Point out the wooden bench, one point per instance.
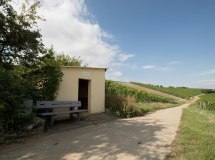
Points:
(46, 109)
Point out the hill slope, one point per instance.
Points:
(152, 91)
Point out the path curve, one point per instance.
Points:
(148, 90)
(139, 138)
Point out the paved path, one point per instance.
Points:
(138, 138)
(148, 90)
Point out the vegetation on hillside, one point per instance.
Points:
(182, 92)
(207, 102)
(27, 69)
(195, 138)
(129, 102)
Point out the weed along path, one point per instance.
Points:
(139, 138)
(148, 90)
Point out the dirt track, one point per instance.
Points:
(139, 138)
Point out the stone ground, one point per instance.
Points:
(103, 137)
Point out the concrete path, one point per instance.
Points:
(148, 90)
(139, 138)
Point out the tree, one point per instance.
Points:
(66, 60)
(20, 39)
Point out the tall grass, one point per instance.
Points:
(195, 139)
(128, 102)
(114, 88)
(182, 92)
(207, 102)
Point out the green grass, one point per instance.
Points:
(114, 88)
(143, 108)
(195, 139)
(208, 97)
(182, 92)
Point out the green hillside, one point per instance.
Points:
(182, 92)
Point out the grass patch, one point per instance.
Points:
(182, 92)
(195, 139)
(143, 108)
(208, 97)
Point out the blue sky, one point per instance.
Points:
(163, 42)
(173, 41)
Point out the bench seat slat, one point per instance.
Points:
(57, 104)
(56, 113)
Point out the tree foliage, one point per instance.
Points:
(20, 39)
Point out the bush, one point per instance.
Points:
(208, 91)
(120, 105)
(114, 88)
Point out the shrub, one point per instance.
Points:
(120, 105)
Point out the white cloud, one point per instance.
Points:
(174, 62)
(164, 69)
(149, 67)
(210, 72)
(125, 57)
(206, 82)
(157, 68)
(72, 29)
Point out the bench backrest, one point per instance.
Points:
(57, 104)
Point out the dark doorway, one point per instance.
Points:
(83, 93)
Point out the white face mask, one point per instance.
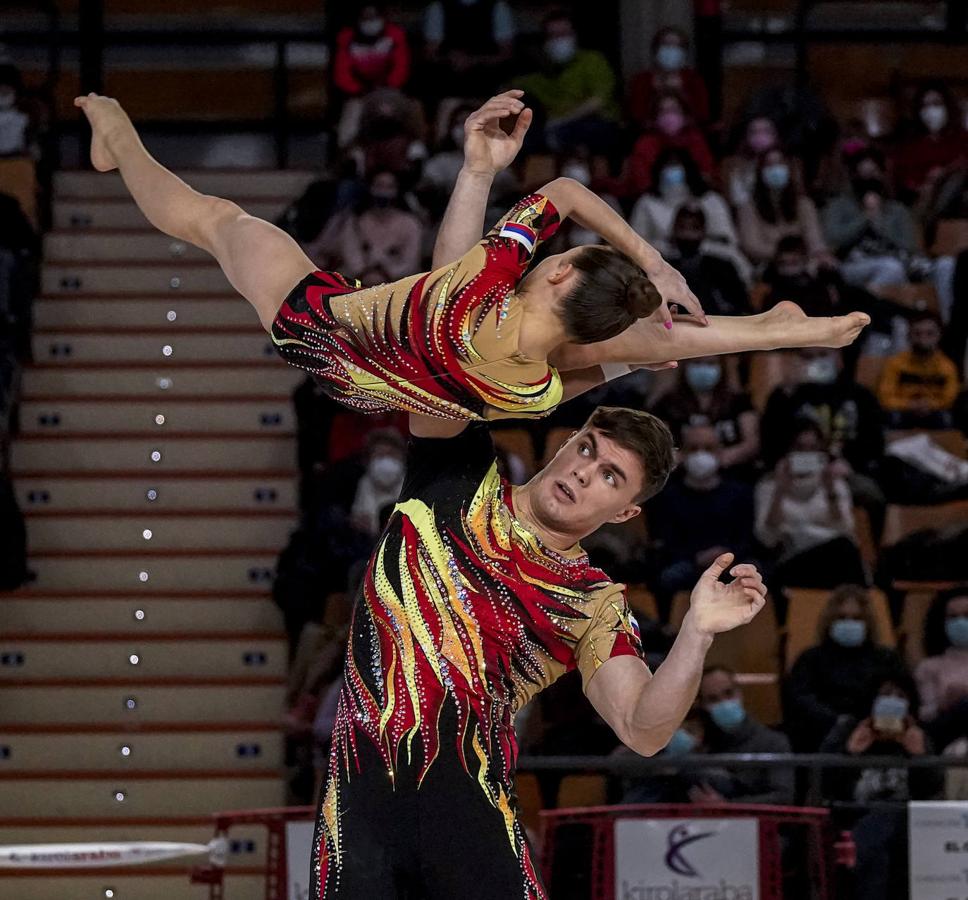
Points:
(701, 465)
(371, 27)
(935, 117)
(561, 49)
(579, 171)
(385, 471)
----
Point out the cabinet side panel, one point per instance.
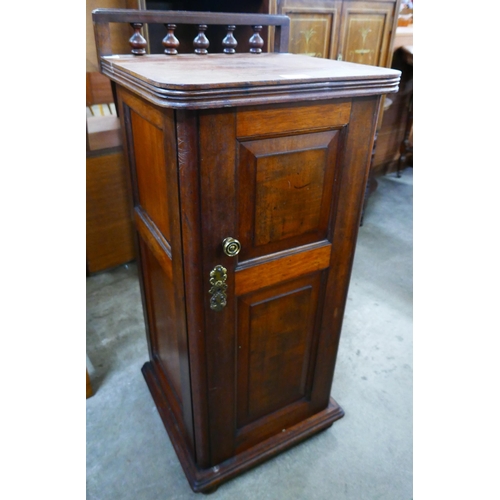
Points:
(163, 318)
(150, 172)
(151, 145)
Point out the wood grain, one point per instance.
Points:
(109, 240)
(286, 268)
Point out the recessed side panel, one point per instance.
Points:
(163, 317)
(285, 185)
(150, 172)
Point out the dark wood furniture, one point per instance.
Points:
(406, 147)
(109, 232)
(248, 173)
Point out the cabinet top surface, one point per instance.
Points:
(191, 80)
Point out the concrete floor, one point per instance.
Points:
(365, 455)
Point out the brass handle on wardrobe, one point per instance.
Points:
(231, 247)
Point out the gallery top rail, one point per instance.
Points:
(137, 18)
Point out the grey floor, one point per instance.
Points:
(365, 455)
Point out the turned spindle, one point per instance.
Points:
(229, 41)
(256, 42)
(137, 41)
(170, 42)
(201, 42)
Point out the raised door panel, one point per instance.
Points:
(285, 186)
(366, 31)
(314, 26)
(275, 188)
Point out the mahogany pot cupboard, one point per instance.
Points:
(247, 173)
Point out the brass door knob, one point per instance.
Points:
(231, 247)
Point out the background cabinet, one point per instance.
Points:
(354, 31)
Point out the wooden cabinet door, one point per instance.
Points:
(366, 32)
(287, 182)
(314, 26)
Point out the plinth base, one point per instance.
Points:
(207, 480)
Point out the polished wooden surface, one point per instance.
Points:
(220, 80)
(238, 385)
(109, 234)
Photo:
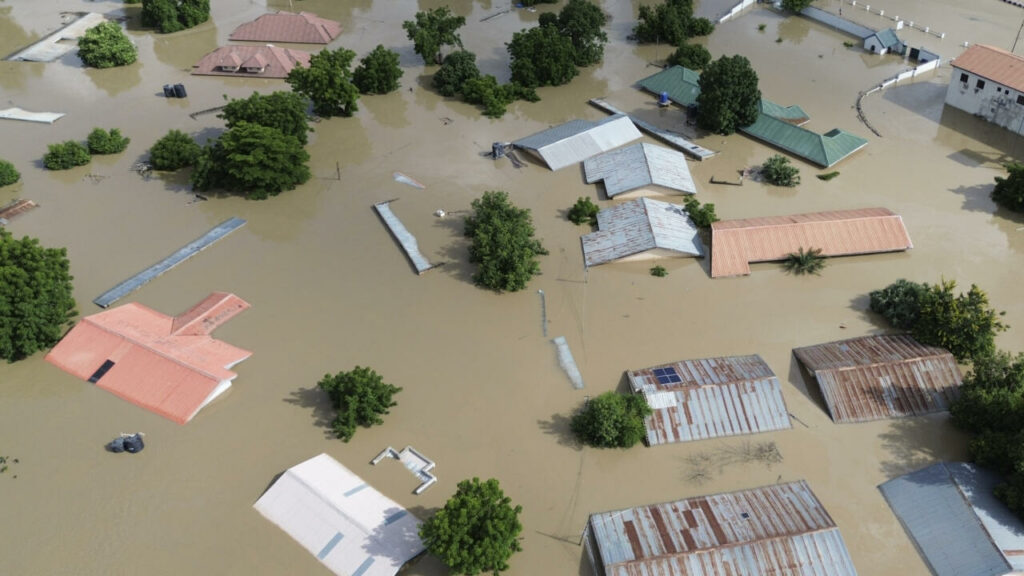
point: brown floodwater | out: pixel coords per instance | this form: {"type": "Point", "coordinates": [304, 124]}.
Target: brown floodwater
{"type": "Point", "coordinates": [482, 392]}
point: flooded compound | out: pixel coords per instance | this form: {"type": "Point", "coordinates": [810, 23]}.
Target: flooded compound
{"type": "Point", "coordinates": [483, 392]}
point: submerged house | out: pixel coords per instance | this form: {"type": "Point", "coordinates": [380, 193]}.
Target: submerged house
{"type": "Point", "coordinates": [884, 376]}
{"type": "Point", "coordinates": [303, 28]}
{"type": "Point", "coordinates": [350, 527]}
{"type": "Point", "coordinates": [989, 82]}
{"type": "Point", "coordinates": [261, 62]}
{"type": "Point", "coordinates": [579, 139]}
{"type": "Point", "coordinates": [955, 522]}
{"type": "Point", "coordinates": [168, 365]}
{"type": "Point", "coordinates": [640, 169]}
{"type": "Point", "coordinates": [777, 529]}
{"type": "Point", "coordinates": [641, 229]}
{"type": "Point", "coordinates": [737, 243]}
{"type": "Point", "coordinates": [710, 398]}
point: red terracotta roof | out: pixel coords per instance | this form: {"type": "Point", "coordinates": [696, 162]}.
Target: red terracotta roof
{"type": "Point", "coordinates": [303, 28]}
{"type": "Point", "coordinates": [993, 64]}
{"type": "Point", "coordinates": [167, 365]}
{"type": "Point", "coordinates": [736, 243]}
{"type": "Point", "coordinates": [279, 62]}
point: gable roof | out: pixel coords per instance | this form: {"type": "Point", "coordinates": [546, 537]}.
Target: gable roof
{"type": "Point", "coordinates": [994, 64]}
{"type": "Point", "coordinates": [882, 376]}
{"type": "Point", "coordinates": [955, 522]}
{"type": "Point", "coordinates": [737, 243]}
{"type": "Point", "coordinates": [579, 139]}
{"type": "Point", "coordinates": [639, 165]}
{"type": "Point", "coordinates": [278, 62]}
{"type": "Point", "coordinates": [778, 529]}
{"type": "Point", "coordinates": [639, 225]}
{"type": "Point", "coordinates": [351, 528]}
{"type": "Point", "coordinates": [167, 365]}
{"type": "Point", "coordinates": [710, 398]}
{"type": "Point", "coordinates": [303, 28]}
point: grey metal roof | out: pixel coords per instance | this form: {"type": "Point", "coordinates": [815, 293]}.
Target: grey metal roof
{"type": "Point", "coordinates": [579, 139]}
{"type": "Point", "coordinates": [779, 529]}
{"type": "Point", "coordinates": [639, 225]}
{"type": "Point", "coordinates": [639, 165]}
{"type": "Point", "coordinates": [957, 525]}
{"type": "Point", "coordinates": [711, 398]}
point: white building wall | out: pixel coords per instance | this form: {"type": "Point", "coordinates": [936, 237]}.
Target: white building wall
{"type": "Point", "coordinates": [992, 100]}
----
Count the lines of the records that contain the word "white" and give only that number.

4